(Items from a labeling collection)
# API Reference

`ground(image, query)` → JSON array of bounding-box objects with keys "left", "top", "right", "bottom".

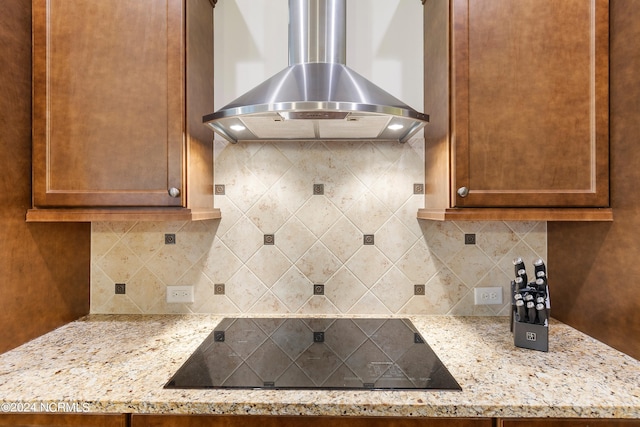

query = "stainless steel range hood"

[{"left": 203, "top": 0, "right": 429, "bottom": 143}]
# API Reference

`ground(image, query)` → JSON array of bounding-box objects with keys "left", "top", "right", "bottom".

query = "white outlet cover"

[
  {"left": 473, "top": 286, "right": 502, "bottom": 305},
  {"left": 167, "top": 286, "right": 194, "bottom": 304}
]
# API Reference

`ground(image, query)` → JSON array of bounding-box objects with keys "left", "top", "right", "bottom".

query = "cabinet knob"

[{"left": 458, "top": 187, "right": 469, "bottom": 198}]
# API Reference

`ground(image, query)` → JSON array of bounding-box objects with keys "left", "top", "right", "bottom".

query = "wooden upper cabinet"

[
  {"left": 419, "top": 0, "right": 611, "bottom": 220},
  {"left": 27, "top": 0, "right": 219, "bottom": 221}
]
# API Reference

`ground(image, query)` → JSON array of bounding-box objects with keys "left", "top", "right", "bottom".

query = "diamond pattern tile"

[{"left": 91, "top": 138, "right": 547, "bottom": 318}]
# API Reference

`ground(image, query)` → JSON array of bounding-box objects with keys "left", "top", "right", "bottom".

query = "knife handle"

[
  {"left": 527, "top": 301, "right": 536, "bottom": 323},
  {"left": 516, "top": 300, "right": 526, "bottom": 322}
]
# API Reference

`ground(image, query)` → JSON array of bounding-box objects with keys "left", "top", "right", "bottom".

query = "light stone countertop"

[{"left": 0, "top": 315, "right": 640, "bottom": 419}]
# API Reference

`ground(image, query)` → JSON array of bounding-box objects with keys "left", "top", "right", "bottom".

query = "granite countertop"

[{"left": 0, "top": 315, "right": 640, "bottom": 419}]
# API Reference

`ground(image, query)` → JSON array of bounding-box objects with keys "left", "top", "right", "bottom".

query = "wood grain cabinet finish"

[
  {"left": 419, "top": 0, "right": 611, "bottom": 220},
  {"left": 0, "top": 414, "right": 129, "bottom": 427},
  {"left": 131, "top": 414, "right": 493, "bottom": 427},
  {"left": 498, "top": 418, "right": 640, "bottom": 427},
  {"left": 28, "top": 0, "right": 219, "bottom": 221}
]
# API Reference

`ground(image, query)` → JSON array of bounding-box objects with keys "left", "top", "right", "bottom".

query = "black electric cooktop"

[{"left": 165, "top": 318, "right": 461, "bottom": 390}]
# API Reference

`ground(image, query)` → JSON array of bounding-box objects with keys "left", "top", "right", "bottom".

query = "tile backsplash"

[{"left": 91, "top": 138, "right": 547, "bottom": 315}]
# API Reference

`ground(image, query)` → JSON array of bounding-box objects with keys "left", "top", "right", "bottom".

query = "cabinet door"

[
  {"left": 452, "top": 0, "right": 609, "bottom": 207},
  {"left": 33, "top": 0, "right": 184, "bottom": 207},
  {"left": 131, "top": 414, "right": 493, "bottom": 427},
  {"left": 0, "top": 414, "right": 128, "bottom": 427}
]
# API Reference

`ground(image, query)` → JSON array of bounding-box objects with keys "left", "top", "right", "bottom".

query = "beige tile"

[
  {"left": 225, "top": 267, "right": 267, "bottom": 313},
  {"left": 245, "top": 244, "right": 292, "bottom": 287},
  {"left": 96, "top": 241, "right": 142, "bottom": 283},
  {"left": 420, "top": 221, "right": 464, "bottom": 263},
  {"left": 396, "top": 240, "right": 443, "bottom": 284},
  {"left": 270, "top": 165, "right": 314, "bottom": 213},
  {"left": 271, "top": 267, "right": 313, "bottom": 312},
  {"left": 175, "top": 220, "right": 220, "bottom": 263},
  {"left": 127, "top": 267, "right": 166, "bottom": 313},
  {"left": 276, "top": 217, "right": 317, "bottom": 263},
  {"left": 146, "top": 245, "right": 194, "bottom": 285},
  {"left": 247, "top": 191, "right": 291, "bottom": 234},
  {"left": 90, "top": 264, "right": 115, "bottom": 313},
  {"left": 91, "top": 222, "right": 120, "bottom": 262},
  {"left": 321, "top": 217, "right": 363, "bottom": 262},
  {"left": 349, "top": 292, "right": 391, "bottom": 315},
  {"left": 395, "top": 194, "right": 424, "bottom": 237},
  {"left": 375, "top": 216, "right": 418, "bottom": 262},
  {"left": 324, "top": 267, "right": 367, "bottom": 313},
  {"left": 245, "top": 143, "right": 292, "bottom": 188},
  {"left": 476, "top": 221, "right": 520, "bottom": 262},
  {"left": 296, "top": 194, "right": 341, "bottom": 237},
  {"left": 202, "top": 237, "right": 242, "bottom": 283},
  {"left": 297, "top": 295, "right": 340, "bottom": 315},
  {"left": 220, "top": 217, "right": 262, "bottom": 262},
  {"left": 345, "top": 191, "right": 392, "bottom": 234},
  {"left": 249, "top": 292, "right": 289, "bottom": 316},
  {"left": 447, "top": 245, "right": 495, "bottom": 288},
  {"left": 295, "top": 242, "right": 341, "bottom": 283},
  {"left": 346, "top": 246, "right": 392, "bottom": 287},
  {"left": 371, "top": 267, "right": 414, "bottom": 313},
  {"left": 523, "top": 222, "right": 547, "bottom": 262},
  {"left": 194, "top": 295, "right": 241, "bottom": 315},
  {"left": 424, "top": 267, "right": 469, "bottom": 314},
  {"left": 214, "top": 196, "right": 243, "bottom": 236}
]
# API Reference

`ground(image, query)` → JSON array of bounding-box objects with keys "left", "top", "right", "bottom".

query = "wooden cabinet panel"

[
  {"left": 33, "top": 0, "right": 184, "bottom": 206},
  {"left": 131, "top": 414, "right": 493, "bottom": 427},
  {"left": 0, "top": 414, "right": 128, "bottom": 427},
  {"left": 498, "top": 418, "right": 640, "bottom": 427},
  {"left": 425, "top": 0, "right": 609, "bottom": 219},
  {"left": 28, "top": 0, "right": 219, "bottom": 220}
]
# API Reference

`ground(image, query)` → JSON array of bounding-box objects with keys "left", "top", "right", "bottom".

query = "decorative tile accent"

[{"left": 91, "top": 138, "right": 547, "bottom": 316}]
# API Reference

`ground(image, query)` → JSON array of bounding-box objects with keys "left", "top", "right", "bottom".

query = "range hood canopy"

[{"left": 203, "top": 0, "right": 429, "bottom": 143}]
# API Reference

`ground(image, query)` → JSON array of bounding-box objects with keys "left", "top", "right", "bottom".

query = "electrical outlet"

[
  {"left": 474, "top": 286, "right": 502, "bottom": 305},
  {"left": 167, "top": 286, "right": 194, "bottom": 304}
]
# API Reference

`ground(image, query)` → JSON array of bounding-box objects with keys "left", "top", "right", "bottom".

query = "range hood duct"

[{"left": 203, "top": 0, "right": 429, "bottom": 143}]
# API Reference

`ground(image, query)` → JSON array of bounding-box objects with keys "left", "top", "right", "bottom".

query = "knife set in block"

[{"left": 511, "top": 258, "right": 551, "bottom": 351}]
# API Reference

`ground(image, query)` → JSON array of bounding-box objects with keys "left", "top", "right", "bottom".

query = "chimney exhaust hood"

[{"left": 203, "top": 0, "right": 429, "bottom": 143}]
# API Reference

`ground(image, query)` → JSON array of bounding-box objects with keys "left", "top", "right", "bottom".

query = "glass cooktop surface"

[{"left": 165, "top": 318, "right": 461, "bottom": 390}]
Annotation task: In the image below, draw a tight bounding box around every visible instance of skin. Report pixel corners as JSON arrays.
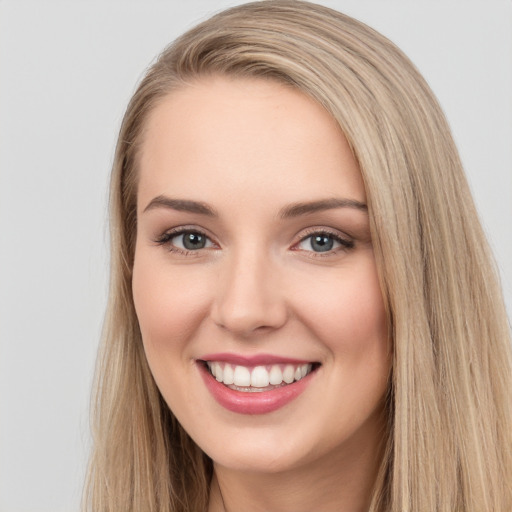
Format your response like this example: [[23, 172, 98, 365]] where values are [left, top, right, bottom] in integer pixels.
[[133, 77, 390, 512]]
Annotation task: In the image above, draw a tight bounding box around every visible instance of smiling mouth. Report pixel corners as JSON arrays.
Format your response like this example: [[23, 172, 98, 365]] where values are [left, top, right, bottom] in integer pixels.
[[203, 361, 320, 393]]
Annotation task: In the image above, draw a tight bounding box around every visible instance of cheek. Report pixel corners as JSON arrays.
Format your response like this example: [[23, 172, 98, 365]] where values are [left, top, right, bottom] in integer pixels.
[[132, 253, 213, 356], [297, 258, 388, 357]]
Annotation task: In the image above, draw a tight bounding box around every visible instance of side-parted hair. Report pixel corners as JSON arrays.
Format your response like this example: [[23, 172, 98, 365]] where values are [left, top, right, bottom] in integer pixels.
[[84, 0, 512, 512]]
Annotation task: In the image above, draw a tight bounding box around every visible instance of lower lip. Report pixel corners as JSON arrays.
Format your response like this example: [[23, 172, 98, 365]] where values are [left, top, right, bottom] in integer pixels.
[[198, 363, 316, 414]]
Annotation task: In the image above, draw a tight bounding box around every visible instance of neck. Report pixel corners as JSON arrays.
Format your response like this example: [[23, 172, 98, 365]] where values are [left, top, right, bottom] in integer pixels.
[[209, 420, 383, 512]]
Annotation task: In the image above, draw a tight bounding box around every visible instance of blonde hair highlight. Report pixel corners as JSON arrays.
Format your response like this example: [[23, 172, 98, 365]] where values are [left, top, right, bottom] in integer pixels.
[[84, 0, 512, 512]]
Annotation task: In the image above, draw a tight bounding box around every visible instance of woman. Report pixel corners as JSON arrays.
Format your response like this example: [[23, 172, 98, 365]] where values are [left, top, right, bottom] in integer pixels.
[[84, 0, 512, 512]]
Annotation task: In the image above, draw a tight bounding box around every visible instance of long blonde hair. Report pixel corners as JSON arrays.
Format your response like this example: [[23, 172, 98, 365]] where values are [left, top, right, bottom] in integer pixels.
[[84, 0, 512, 512]]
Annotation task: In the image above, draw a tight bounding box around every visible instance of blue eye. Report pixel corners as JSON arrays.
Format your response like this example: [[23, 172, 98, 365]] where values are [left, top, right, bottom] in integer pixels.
[[156, 229, 214, 252], [169, 231, 213, 251], [297, 233, 354, 253]]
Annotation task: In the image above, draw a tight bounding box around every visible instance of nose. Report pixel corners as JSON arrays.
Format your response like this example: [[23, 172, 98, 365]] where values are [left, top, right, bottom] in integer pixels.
[[211, 250, 288, 338]]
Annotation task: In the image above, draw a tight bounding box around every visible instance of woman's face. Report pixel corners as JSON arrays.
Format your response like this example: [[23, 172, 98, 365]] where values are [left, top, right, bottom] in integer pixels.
[[133, 78, 390, 472]]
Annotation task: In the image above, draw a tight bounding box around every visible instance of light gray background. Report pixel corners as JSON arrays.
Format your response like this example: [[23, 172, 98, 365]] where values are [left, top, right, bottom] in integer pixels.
[[0, 0, 512, 512]]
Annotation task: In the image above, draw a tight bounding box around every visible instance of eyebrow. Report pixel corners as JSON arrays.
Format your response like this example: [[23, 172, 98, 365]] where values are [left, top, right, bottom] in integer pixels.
[[144, 196, 218, 217], [144, 195, 368, 219], [279, 198, 368, 219]]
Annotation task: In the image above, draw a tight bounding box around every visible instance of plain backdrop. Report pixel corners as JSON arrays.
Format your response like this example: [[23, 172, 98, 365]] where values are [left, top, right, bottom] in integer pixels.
[[0, 0, 512, 512]]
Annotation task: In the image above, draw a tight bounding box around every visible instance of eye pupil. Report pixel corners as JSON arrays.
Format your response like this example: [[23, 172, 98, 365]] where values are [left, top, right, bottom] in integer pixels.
[[311, 235, 334, 252], [183, 233, 206, 250]]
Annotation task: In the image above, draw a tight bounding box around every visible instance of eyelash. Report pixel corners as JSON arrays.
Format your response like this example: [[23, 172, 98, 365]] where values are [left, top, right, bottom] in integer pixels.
[[155, 227, 354, 258]]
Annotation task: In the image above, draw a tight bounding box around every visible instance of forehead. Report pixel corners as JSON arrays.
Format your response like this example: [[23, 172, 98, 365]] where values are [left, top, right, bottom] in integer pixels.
[[139, 77, 365, 212]]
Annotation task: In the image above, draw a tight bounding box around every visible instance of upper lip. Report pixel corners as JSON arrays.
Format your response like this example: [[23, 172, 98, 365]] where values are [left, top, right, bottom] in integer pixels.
[[198, 352, 313, 366]]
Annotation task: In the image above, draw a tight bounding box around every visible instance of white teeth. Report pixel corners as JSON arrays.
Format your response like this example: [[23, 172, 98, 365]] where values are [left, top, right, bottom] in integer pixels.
[[207, 361, 312, 390], [222, 364, 235, 384], [283, 364, 295, 384], [212, 363, 224, 382], [268, 364, 283, 386], [233, 366, 251, 387], [251, 366, 269, 388]]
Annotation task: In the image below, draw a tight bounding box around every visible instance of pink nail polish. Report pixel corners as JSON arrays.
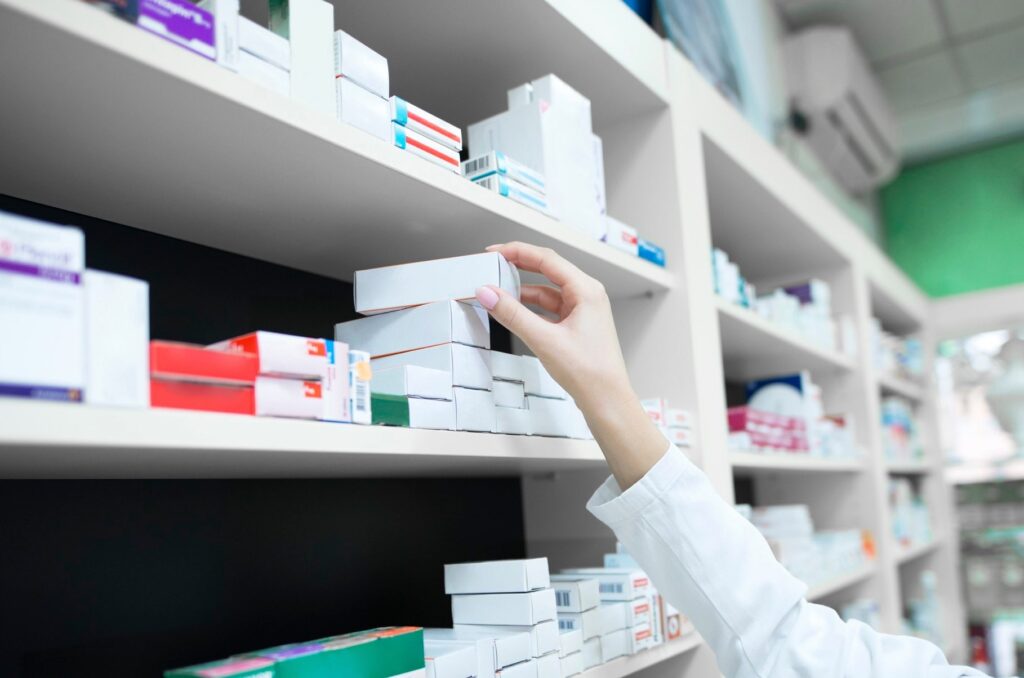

- SET TASK
Rewrite as a numbered list the lines from the one containing "background. Report pixel corners as JSON arrays." through the one containing "198, 368, 219]]", including both, and omit any blank lines.

- TASK RESULT
1. Annotation task: In the image above, draw a tight bounding box around every visible instance of light gray background. Report pixel corners as JSON arrays.
2. Format your response like this example: [[23, 172, 98, 365]] where values are [left, top, right, bottom] in integer pixels.
3. [[0, 0, 512, 512]]
4. Annotation task: In the image above, draw a tight bounding box around every visible instance of eyebrow. Report pixel corners as JSON arrays.
5. Format your response like this example: [[23, 172, 98, 365]] where values are [left, top, right, bottom] in integer pixels.
6. [[144, 196, 218, 217], [144, 195, 368, 219], [279, 198, 368, 219]]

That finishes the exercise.